• _ACTION ITEM_:
The response must contain every line below in which "camouflage" appears.
[Opening SOURCE DATA section]
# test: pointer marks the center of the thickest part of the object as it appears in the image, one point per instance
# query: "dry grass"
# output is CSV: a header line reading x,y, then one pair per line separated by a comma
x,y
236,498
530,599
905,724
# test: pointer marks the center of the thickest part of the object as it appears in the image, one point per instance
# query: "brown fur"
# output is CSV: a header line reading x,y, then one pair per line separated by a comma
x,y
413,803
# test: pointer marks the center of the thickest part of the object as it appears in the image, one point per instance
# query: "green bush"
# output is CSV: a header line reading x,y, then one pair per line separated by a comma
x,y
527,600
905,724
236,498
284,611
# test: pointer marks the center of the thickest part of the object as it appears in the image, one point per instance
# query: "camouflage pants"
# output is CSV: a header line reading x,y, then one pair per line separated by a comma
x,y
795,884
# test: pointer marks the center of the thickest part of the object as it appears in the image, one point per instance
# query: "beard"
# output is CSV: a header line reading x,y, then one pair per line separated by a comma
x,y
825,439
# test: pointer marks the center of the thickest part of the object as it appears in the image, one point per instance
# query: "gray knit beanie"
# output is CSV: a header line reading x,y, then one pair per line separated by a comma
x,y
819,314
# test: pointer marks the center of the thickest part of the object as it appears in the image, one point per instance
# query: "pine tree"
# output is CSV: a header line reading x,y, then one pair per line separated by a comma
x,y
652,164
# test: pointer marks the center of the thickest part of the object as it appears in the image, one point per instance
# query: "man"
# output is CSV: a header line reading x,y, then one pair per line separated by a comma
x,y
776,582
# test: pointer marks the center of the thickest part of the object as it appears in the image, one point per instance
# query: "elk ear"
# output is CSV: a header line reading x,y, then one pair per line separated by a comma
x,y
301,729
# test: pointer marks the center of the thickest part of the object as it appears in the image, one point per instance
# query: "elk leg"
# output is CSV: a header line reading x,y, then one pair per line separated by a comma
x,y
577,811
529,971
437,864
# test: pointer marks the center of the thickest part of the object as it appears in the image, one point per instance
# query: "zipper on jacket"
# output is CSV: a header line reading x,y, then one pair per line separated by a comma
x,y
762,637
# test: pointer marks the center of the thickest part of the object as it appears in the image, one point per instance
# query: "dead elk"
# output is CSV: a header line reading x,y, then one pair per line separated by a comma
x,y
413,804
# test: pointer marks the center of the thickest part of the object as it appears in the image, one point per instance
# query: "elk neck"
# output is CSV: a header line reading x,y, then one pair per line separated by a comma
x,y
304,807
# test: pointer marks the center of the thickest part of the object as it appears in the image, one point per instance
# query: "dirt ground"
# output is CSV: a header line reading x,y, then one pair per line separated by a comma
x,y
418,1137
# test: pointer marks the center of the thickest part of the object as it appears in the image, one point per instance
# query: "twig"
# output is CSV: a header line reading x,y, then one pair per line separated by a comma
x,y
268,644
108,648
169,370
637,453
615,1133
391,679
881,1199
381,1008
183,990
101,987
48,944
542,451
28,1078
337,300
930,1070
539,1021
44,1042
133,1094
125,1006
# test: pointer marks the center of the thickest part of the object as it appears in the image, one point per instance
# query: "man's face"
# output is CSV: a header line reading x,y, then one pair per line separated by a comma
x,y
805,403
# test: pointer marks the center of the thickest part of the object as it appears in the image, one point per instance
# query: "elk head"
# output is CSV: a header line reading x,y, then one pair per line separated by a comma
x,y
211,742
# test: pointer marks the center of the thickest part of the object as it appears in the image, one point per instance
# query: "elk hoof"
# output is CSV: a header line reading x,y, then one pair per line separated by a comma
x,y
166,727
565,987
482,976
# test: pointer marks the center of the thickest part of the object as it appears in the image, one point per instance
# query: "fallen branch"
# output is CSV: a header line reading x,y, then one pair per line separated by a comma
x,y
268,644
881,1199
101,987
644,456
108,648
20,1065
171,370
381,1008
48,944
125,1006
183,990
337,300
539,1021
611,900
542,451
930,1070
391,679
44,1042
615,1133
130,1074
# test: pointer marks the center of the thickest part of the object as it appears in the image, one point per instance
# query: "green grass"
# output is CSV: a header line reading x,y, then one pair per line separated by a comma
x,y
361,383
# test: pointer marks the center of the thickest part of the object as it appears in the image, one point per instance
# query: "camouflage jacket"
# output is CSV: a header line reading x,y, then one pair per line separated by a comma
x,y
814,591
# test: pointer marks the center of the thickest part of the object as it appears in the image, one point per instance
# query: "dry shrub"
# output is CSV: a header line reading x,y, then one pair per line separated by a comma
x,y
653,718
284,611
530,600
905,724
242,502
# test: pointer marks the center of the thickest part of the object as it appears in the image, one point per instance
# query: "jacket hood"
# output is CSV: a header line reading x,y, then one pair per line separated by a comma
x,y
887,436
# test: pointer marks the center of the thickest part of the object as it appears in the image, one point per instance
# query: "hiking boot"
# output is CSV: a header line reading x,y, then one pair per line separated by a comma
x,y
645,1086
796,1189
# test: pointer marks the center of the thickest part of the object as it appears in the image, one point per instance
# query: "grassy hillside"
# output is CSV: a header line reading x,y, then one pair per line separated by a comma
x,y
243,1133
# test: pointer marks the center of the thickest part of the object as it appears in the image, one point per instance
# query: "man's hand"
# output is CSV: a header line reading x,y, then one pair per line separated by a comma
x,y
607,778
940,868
[Closing SOURCE DATA section]
• _YOUR SOLUTION_:
# query: "camouflage pants"
# query: "camouflage jacket"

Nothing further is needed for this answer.